## [TEXT SECTION]
---+---
Derek Davis' new market caters to the customer "who has everything."

At his Main Line Prime , Derek Davis cuts a dry-aged strip steak. Davis, who once held sway in Manayunk, now operates in an Ardmore strip mall - with a Web presence yet to come.
At his Main Line Prime , Derek Davis cuts a dry-aged strip steak. Davis, who once held sway in Manayunk, now operates in an Ardmore strip mall - with a Web presence yet to come.Read moreED HILLE / Inquirer Staff Photographer

To open a new butcher shop headlining prime-beef stars on the order of Kobe, Charolais and grass-fed is tricky enough business, especially without claim to family tradition (say, Stoltzfus, Giunta or Ochs) or prime location (center court Reading market, say, or appended to Di Bruno Bros., 18th and Chestnut).

In fact, the very conjunction of "new" and "butcher shop" has a mildly worrisome ring; you want to buy your meat from a guy with a pedigree, roots, a track record, deep meat history.

So one approaches chef Derek Davis' new prime meat market in a charmless Ardmore strip mall (in a former Quiznos sub shop) with a mixture of admiration for his bravado and a certain show-me skepticism: Is this place (the band saw still on order, the beef piled helter-skelter in the cases) for real?

There's an improvisational quality, wire shelves loaded with gourmet sauces, a few crates of apples, a side of produce, crab meat and organic poultry, pre-frozen Natural Acres grass-fed steaks (from Millersburg, Pa.) thawed and iron-rich-red in their packages.

But it is the prime stuff (only two percent of beef is graded USDA Prime), frankly, that's Main Line Prime's meat and potatoes - the $29-a-pound, dry-aged Charolais steak, for instance, that Davis once served to great acclaim at his Kansas City Prime steakhouse in Manayunk. (He closed it four years ago.)

This is trophy meat. Maserati meat. Bragging-rights meat, testosterone fairly wafting from the cases. I'm in the door just minutes before Davis shares the story of competing sales teams that would hold an annual feed at Kansas City Prime - the winners chowing down on authentic Japanese (not American-raised) Kobe steaks with twice the marbling grade (12) of even prime sirloin, the losers relegated to humble-pie plates of baked beans.

That same white-fat Kobe is in the case now, $199.99 a pound. "For the man who has everything," Davis says with a smile.
---+---
## [DATA LINES]

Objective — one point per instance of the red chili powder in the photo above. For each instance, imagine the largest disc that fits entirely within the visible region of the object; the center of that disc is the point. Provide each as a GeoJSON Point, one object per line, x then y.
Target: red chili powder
---+---
## [TASK LIST]
1. According to the butcher shop article, why does the pairing of "new" and "butcher shop" have a mildly worrisome ring?
2. Return the stretch of the butcher shop article from "There's an improvisational" through "four years ago.)".

## [EXPECTED OUTPUTS]
1. It sounds mildly worrisome because you want to buy your meat from someone with a pedigree, roots, a track record and deep meat history.

2.
There's an improvisational quality, wire shelves loaded with gourmet sauces, a few crates of apples, a side of produce, crab meat and organic poultry, pre-frozen Natural Acres grass-fed steaks (from Millersburg, Pa.) thawed and iron-rich-red in their packages.

But it is the prime stuff (only two percent of beef is graded USDA Prime), frankly, that's Main Line Prime's meat and potatoes - the $29-a-pound, dry-aged Charolais steak, for instance, that Davis once served to great acclaim at his Kansas City Prime steakhouse in Manayunk. (He closed it four years ago.)